(Beginning of Study material)
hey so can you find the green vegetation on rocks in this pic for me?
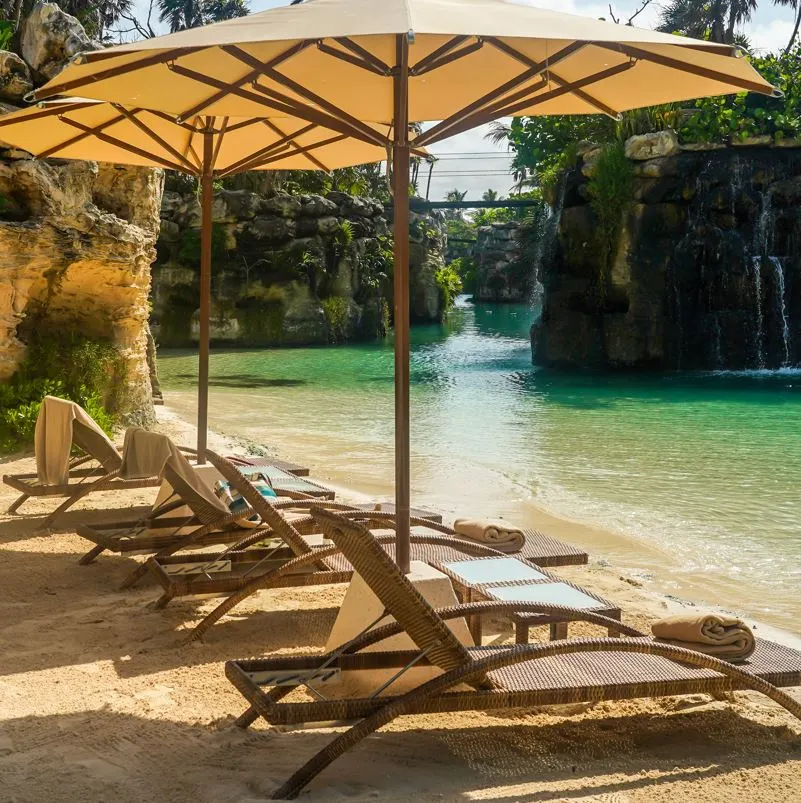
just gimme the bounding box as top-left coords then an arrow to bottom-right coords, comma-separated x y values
0,330 -> 123,452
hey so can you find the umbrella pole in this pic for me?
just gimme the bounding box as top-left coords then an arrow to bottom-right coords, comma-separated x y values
197,128 -> 214,464
393,34 -> 411,573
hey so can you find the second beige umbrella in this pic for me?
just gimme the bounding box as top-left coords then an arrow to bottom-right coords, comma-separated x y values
0,98 -> 392,459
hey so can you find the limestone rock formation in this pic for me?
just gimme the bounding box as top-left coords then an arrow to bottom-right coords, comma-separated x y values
20,2 -> 98,83
473,221 -> 524,301
624,130 -> 681,161
534,135 -> 801,371
0,157 -> 163,423
152,187 -> 447,346
0,52 -> 33,103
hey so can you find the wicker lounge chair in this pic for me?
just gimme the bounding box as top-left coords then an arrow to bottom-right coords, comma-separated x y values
225,508 -> 801,800
2,397 -> 199,519
156,492 -> 592,641
71,448 -> 331,586
2,411 -> 311,528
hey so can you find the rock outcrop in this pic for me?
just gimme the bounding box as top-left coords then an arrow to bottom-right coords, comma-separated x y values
20,3 -> 98,83
152,188 -> 447,346
0,5 -> 163,422
0,52 -> 33,103
473,221 -> 525,301
534,133 -> 801,371
0,157 -> 163,422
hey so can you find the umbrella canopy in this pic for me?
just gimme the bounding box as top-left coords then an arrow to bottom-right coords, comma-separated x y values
31,0 -> 778,572
0,98 -> 391,174
0,98 -> 394,461
36,0 -> 777,143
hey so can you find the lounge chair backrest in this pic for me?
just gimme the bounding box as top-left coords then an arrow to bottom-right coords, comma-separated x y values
205,450 -> 313,557
311,507 -> 475,676
35,396 -> 121,485
121,429 -> 229,525
73,421 -> 122,471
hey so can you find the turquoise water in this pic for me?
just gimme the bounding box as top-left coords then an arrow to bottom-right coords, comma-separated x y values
158,297 -> 801,628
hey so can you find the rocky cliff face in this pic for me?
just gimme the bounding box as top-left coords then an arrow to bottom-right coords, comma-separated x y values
473,222 -> 525,301
534,132 -> 801,371
0,156 -> 163,422
152,188 -> 446,347
0,3 -> 162,422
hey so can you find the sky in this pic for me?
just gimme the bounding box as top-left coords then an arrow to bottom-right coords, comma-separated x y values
127,0 -> 799,200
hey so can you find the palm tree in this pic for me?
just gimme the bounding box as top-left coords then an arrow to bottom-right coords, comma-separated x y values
157,0 -> 247,33
658,0 -> 757,44
445,188 -> 468,220
482,189 -> 499,202
774,0 -> 801,52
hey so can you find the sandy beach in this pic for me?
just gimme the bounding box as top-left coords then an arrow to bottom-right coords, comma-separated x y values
1,405 -> 800,802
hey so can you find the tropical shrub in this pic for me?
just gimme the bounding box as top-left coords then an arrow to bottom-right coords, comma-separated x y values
434,263 -> 463,313
0,331 -> 122,452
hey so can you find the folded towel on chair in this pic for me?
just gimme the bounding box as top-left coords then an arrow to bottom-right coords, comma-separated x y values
652,613 -> 756,662
453,518 -> 525,553
35,396 -> 121,486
(End of Study material)
_Goal of the exercise_: Reproduce word for word the material above, beginning with the line that contains "hey so can you find the lounge" and ending with the line that contains "hey so can you find the rocky".

_Completed exercise_:
hey so can you find the lounge chair backrest in this pic for me?
just gimme the bounding box as top-left coords then an arrow to bottom-right coords, comma-separated x y values
205,450 -> 313,557
311,507 -> 475,676
35,396 -> 121,485
121,429 -> 229,525
73,421 -> 122,471
hey so can you find the turquoise water in this pic for me?
just gimme the bounding box as top-left coords then an arrow to bottom-right coords, comma-separated x y values
158,297 -> 801,628
hey so can you find the rocky cliff face in this pic for me?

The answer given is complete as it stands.